▶ _Records_:
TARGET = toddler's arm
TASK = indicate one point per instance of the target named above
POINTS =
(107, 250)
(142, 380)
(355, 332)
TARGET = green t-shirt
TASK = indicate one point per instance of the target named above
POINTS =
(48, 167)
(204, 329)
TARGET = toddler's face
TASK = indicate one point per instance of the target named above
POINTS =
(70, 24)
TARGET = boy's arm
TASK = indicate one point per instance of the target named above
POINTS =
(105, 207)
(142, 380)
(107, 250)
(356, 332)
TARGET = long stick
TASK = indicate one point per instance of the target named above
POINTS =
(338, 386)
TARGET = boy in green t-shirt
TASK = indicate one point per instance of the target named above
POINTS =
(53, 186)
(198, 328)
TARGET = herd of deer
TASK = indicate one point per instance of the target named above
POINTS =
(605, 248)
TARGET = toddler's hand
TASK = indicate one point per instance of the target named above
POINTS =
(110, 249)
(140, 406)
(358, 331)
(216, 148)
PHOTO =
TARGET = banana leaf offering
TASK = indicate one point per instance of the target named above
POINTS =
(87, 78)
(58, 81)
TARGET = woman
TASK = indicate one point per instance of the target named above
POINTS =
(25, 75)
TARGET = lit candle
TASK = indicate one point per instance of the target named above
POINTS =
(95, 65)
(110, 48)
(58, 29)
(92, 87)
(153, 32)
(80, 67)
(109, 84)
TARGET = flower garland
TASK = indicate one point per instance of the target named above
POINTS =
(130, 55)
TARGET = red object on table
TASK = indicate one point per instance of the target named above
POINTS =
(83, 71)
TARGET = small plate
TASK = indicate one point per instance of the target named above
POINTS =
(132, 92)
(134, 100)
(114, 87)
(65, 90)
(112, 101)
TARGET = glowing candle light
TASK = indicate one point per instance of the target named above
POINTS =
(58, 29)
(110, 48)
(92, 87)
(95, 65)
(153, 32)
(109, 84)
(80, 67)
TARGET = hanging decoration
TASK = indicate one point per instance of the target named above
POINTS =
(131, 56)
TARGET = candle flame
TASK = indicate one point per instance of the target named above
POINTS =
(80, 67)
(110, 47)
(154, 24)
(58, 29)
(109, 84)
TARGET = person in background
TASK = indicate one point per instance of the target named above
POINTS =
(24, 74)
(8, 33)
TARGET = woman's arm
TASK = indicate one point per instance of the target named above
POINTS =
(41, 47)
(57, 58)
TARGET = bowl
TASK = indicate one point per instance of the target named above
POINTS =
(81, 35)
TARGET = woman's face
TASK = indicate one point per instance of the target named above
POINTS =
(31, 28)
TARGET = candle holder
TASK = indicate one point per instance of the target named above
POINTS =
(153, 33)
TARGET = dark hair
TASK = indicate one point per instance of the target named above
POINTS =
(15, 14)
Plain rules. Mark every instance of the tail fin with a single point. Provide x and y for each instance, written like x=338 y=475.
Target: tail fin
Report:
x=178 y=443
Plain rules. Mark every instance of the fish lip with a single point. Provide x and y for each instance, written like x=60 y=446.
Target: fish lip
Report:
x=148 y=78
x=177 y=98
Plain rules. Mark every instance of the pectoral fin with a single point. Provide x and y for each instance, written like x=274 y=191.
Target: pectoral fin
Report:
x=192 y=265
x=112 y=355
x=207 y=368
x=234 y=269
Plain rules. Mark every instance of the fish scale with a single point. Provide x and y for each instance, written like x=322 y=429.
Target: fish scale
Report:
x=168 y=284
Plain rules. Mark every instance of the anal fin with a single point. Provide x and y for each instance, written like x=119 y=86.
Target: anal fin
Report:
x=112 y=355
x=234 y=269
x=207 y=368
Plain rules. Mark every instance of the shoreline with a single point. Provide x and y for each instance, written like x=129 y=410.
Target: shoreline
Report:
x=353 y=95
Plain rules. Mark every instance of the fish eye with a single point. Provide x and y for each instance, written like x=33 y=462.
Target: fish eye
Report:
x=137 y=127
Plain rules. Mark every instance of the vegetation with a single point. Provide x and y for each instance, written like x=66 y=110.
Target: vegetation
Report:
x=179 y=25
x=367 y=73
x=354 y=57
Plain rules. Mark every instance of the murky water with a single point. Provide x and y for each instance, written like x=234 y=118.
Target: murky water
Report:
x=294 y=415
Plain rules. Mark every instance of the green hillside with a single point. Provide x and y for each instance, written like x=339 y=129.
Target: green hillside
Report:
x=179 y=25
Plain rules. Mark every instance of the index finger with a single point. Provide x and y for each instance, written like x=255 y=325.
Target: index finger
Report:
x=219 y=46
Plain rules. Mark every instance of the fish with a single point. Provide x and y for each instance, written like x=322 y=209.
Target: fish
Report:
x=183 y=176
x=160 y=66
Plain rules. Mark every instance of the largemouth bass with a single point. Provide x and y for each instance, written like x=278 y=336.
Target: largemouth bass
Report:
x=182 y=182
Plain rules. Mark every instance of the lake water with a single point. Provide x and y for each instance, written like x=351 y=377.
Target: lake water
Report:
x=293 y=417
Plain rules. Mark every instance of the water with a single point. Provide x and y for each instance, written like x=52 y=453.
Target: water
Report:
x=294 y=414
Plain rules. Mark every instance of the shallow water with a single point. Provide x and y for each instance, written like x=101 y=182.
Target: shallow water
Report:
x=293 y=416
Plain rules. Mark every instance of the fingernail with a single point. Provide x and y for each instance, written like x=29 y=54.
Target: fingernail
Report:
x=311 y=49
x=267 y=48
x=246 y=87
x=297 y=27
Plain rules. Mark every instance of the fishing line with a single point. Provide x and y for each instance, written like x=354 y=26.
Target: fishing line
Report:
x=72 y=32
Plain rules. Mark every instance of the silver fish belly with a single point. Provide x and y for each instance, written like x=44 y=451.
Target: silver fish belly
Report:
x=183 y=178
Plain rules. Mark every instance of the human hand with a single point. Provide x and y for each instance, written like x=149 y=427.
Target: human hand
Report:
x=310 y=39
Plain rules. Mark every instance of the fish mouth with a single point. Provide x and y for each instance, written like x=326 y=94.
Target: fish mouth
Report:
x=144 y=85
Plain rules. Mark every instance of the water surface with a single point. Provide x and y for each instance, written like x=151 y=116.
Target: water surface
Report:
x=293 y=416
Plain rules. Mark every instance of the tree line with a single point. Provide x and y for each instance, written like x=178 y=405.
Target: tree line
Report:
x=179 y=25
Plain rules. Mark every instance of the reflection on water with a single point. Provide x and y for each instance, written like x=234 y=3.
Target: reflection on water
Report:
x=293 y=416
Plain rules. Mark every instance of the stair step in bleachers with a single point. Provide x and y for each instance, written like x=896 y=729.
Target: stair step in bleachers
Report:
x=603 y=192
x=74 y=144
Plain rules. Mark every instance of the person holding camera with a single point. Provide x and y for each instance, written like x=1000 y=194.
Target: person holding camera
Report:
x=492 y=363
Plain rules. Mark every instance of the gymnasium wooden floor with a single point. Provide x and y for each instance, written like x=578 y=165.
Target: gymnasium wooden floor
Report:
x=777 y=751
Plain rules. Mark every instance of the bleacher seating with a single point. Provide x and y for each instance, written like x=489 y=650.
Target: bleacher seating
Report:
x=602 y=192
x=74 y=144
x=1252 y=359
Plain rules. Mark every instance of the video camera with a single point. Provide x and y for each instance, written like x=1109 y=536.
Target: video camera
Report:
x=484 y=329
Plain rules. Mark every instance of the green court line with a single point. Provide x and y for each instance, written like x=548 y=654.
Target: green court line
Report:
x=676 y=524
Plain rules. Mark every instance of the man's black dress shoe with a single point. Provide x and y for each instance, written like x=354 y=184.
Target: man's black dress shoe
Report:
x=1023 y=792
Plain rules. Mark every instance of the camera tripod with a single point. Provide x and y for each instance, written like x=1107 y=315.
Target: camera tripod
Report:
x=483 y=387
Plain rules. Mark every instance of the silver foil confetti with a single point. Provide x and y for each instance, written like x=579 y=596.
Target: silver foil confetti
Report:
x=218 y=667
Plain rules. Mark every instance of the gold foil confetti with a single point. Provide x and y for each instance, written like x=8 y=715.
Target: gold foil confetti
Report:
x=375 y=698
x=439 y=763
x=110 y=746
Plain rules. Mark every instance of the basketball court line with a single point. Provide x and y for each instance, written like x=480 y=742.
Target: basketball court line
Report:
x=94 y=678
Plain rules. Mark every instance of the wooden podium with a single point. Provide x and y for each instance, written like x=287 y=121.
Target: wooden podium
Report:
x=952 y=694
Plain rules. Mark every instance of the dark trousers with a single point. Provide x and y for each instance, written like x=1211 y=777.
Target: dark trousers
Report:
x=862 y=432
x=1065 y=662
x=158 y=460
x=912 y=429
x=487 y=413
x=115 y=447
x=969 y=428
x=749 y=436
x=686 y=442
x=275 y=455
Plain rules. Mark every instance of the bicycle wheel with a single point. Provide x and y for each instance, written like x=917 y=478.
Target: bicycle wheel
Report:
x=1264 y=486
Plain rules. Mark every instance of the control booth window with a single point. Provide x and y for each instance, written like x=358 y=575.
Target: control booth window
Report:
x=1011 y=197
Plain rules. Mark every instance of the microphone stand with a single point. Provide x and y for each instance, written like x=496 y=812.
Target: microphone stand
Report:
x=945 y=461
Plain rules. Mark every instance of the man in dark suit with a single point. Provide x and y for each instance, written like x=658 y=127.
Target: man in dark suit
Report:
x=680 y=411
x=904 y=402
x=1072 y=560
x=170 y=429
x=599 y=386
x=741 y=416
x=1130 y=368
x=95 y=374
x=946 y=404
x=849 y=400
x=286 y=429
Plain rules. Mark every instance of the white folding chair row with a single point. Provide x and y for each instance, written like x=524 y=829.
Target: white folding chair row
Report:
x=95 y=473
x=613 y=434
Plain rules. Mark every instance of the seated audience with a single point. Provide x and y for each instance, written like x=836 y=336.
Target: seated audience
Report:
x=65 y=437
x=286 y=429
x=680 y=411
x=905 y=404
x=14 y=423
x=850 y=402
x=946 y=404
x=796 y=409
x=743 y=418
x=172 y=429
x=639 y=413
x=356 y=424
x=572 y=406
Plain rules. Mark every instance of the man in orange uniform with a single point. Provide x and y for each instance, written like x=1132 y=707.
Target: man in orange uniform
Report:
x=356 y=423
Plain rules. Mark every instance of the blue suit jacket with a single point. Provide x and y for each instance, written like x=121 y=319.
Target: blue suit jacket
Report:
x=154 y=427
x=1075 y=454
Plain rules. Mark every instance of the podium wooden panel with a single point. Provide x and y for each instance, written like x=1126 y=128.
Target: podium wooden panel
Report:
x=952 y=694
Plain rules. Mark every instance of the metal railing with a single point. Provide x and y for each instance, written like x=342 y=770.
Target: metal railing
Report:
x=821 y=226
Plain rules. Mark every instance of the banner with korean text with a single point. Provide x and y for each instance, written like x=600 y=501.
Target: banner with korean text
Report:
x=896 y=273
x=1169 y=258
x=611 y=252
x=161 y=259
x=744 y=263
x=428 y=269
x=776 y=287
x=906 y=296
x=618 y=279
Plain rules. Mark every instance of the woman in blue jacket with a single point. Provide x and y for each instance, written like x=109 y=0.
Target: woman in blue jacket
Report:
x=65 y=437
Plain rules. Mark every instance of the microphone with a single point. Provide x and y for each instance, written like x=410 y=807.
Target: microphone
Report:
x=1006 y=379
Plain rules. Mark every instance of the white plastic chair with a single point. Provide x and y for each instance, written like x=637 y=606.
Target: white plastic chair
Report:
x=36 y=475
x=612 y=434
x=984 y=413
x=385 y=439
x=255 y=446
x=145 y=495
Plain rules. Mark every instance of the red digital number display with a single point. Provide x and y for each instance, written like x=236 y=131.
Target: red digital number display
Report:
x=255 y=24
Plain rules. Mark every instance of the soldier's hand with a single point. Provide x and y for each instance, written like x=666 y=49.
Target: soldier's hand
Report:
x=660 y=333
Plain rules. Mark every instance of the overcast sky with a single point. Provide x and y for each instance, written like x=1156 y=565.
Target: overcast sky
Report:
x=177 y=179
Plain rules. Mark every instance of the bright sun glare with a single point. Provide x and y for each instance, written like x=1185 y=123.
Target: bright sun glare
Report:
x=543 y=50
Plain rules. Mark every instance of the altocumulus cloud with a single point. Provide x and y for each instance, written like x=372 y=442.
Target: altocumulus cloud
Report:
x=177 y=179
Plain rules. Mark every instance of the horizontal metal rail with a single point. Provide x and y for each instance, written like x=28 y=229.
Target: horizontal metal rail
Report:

▶ _Assigned task_:
Where a line in the data contains the string "uniform", add it to your count, and give only the final number.

▶ _Result below_:
2